* _WHAT THE EXERCISE ASKS_
Among the lines of data below, reproduce only those from the one with "positive clicks: (187, 129)" through the one with "94L247 102L256 103L258", exactly as they stand, both ends included.

* _RECORDS TO PROCESS_

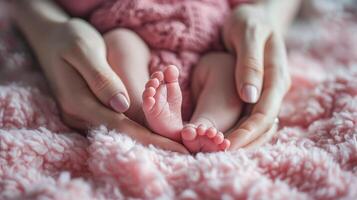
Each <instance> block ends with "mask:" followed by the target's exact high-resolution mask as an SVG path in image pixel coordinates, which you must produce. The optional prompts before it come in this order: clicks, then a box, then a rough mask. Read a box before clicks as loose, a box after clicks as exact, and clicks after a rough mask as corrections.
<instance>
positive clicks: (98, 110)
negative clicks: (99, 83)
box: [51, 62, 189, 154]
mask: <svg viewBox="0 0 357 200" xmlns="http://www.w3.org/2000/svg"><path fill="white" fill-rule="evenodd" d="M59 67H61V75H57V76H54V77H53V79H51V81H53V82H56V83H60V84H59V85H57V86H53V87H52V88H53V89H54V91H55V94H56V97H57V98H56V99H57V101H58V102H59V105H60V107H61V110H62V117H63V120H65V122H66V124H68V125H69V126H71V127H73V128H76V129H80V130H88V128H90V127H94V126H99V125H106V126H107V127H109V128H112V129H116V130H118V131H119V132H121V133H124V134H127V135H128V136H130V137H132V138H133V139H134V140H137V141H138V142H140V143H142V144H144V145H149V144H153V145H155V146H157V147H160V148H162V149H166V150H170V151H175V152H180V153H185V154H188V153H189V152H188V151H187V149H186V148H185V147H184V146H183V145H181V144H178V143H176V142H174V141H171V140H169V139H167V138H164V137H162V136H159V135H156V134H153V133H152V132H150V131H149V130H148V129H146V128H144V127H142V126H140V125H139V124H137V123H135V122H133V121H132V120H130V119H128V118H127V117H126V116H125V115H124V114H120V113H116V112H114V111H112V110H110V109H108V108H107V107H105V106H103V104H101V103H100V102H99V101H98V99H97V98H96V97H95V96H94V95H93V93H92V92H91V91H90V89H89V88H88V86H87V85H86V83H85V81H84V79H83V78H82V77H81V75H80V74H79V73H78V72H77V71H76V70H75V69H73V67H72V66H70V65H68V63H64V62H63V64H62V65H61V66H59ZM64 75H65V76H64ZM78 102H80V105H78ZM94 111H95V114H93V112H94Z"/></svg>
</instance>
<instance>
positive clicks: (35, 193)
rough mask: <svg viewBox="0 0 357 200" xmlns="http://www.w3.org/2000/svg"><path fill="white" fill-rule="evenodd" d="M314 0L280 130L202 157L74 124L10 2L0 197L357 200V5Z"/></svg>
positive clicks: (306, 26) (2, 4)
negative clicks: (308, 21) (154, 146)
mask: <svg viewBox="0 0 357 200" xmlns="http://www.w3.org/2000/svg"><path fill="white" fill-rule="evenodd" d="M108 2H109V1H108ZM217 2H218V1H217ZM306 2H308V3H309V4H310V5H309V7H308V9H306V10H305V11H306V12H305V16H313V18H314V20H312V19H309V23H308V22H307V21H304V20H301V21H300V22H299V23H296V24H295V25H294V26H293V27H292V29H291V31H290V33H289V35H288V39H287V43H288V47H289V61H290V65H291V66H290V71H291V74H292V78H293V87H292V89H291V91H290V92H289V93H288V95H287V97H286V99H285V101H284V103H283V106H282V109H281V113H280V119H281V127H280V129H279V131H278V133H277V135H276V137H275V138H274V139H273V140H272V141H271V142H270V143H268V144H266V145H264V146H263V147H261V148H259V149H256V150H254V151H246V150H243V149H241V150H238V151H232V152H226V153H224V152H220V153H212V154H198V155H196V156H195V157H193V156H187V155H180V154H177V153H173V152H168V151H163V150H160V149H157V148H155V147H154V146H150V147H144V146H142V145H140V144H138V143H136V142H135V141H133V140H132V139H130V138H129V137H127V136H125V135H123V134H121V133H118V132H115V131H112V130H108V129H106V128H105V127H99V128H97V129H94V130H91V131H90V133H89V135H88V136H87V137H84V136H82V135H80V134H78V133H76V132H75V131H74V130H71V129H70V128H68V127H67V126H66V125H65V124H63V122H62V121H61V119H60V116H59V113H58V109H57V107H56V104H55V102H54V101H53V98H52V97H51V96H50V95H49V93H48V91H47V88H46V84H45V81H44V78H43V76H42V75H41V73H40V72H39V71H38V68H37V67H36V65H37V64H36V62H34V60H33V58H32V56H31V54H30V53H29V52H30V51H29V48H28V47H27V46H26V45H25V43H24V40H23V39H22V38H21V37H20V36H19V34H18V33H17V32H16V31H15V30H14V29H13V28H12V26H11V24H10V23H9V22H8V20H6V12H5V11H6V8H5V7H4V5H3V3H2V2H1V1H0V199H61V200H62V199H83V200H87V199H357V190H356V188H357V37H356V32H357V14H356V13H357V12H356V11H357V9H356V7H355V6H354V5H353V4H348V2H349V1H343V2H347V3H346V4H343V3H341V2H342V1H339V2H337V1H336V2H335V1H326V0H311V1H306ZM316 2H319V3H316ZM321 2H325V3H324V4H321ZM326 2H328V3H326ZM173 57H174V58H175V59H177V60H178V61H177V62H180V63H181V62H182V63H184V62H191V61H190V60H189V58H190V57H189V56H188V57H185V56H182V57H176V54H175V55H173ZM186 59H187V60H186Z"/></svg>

---

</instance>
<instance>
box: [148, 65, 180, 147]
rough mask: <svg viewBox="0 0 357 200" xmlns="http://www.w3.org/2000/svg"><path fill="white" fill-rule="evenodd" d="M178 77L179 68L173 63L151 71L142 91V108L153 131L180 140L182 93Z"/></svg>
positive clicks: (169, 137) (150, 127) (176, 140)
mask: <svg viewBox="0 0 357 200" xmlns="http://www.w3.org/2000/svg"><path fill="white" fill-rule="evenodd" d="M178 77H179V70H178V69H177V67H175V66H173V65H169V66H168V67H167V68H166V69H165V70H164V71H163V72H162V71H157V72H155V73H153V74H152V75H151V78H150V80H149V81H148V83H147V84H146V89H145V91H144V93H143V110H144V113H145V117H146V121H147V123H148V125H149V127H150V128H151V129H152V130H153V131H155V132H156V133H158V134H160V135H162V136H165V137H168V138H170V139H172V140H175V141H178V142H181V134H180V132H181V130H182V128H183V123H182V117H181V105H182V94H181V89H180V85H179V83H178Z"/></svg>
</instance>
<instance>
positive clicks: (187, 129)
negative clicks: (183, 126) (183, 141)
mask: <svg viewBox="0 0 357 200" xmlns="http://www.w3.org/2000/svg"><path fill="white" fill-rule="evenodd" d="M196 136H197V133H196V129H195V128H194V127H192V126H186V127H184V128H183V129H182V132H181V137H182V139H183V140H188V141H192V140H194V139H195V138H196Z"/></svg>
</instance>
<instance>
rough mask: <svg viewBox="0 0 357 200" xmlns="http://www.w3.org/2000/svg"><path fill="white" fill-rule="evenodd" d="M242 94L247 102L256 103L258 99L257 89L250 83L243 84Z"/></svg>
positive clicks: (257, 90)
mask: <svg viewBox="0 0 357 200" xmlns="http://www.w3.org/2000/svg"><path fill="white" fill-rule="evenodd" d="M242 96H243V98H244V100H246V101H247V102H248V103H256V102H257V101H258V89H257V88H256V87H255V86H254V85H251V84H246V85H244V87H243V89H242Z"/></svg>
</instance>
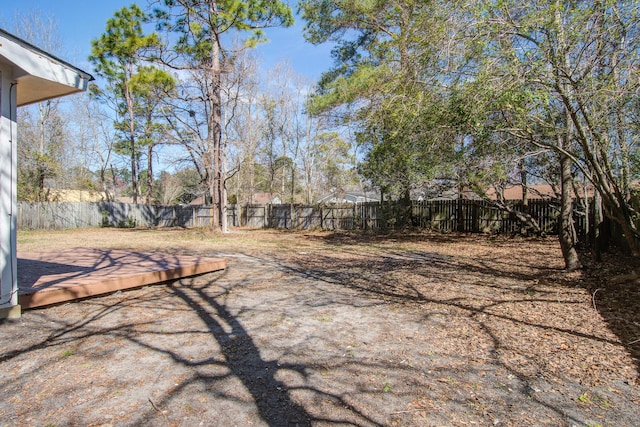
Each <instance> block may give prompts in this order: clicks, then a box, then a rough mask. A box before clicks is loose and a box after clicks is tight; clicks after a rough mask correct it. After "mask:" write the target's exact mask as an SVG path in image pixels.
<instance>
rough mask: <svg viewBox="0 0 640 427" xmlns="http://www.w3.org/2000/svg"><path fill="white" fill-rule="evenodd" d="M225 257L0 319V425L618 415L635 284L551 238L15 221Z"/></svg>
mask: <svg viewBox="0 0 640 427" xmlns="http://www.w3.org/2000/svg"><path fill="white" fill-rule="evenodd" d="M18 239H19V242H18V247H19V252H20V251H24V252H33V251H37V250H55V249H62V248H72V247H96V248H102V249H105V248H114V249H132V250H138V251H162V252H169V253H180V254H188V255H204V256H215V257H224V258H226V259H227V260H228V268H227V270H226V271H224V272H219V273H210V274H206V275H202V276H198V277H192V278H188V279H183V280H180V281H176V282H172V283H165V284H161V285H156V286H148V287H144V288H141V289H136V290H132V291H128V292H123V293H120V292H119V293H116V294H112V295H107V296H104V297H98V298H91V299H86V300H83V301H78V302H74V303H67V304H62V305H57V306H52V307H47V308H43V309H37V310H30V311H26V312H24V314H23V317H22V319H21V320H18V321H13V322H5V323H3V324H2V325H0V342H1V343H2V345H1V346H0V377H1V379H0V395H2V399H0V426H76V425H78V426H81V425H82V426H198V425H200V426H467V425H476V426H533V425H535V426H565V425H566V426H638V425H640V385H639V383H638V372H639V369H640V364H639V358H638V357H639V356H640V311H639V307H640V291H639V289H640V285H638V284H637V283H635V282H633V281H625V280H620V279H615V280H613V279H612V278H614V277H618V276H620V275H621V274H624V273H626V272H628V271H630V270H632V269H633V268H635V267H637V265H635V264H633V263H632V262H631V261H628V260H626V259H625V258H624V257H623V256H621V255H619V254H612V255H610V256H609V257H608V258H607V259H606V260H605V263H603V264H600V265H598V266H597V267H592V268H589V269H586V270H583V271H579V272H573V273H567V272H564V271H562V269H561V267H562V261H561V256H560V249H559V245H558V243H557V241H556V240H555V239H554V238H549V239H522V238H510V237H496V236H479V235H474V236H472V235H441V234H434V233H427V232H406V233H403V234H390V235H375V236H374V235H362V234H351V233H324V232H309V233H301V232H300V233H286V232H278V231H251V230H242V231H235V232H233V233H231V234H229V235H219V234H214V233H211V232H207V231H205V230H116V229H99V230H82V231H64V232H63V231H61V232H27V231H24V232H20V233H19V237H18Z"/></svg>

* * *

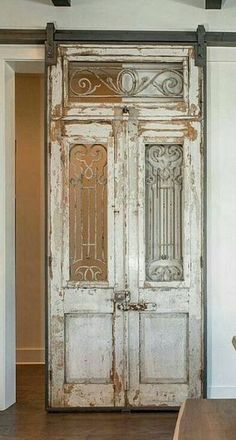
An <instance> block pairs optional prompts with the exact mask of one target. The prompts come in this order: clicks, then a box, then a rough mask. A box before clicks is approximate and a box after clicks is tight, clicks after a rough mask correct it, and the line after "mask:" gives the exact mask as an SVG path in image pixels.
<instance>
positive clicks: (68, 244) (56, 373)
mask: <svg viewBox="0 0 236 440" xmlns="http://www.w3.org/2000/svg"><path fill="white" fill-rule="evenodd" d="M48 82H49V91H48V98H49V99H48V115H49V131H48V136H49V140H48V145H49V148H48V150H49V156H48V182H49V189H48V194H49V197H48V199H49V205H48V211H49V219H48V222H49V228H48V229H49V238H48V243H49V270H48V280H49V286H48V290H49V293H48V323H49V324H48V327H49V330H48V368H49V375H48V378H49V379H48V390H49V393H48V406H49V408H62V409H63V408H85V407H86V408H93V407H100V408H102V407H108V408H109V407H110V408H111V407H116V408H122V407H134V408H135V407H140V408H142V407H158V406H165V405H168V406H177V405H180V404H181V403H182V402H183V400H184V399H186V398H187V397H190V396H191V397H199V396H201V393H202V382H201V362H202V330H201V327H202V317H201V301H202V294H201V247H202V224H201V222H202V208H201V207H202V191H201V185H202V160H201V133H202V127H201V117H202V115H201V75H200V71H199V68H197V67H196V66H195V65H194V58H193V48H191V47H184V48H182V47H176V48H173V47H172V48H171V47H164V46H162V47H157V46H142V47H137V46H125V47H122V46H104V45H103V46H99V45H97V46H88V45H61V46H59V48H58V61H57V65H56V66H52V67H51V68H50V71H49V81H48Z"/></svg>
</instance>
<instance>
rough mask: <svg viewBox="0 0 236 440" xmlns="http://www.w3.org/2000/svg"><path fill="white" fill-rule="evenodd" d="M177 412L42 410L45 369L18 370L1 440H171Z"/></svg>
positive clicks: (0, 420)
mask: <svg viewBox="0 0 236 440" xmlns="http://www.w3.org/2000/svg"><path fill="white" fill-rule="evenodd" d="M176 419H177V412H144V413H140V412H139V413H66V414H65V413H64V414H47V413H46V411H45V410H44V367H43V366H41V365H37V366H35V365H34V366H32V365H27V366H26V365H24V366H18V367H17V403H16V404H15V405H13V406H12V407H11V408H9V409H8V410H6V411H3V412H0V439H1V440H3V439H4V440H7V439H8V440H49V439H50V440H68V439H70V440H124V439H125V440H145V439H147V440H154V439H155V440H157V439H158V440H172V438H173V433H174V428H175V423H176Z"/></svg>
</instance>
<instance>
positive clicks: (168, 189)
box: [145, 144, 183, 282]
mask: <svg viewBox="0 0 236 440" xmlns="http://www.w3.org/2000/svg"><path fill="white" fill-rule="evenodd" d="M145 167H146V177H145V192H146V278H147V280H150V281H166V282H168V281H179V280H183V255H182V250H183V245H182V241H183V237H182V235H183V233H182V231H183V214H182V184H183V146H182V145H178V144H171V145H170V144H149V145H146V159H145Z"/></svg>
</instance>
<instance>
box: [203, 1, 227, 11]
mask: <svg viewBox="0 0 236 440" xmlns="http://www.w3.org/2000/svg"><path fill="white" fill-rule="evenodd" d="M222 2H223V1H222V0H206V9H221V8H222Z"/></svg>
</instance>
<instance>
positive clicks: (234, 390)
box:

* _ANSWER FOR THE TASK_
positive clicks: (187, 129)
negative clicks: (183, 126) (183, 141)
mask: <svg viewBox="0 0 357 200" xmlns="http://www.w3.org/2000/svg"><path fill="white" fill-rule="evenodd" d="M196 136H197V133H196V129H195V128H194V127H192V126H186V127H184V128H183V129H182V132H181V137H182V139H183V140H188V141H192V140H194V139H195V138H196Z"/></svg>
</instance>
<instance>
rough mask: <svg viewBox="0 0 357 200" xmlns="http://www.w3.org/2000/svg"><path fill="white" fill-rule="evenodd" d="M242 94L247 102L256 103L258 99L257 89L250 83L243 84Z"/></svg>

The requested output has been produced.